*Excerpt provided*.

====

Corrective Amendment, dated May 6, 2022, to Third Amended and Restated Limited Liability Company Agreement of CarOffer, LLC, dated November 23, 2021, by and among the Registrant, CarOffer, LLC, TopCo, and CarOffer MidCo, LLC

EX-10.5 5 carg-ex10_5.htm EX-10.5 EX-10.5

 

EXHIBIT 10.5

 

CORRECTIVE AMENDMENT

 

THIS CORRECTIVE AMENDMENT (this “Amendment”) to that certain Third Amended and Restated Limited liability Company Agreement of CarOffer, LLC, a Delaware limited liability company (the “Company”), dated as of November 23, 2021 (the “Existing Agreement”), is entered into as of the 6th day of May, 2022 with an effective date as of November 23, 2021 (the “Effective Date”).

====

*Collected material*.
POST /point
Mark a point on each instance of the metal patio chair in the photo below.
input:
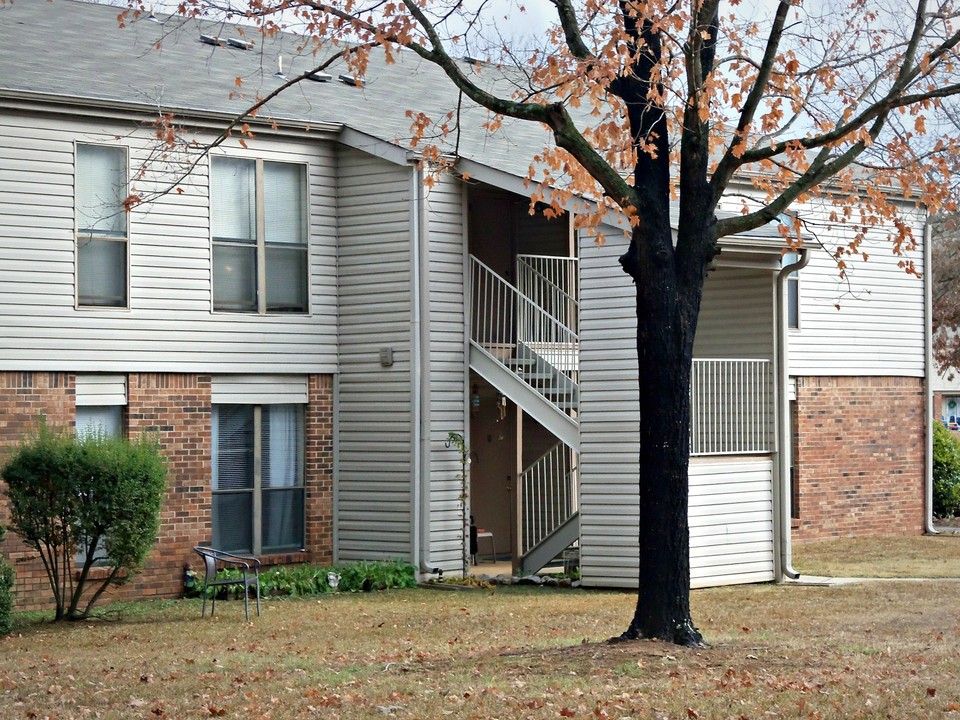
(249, 566)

====

*Set task*.
For each statement, say yes or no to whether the corrective amendment supports it, and quote the words of the text that decide it: (a) CarOffer, LLC is a Delaware limited liability company. (b) The Amendment takes effect as of May 6, 2022. (c) The Existing Agreement is dated as of November 23, 2021.

*Task answer*.
(a) Yes: "a Delaware limited liability company"
(b) No: "with an effective date as of November 23, 2021"
(c) Yes: "dated as of November 23, 2021"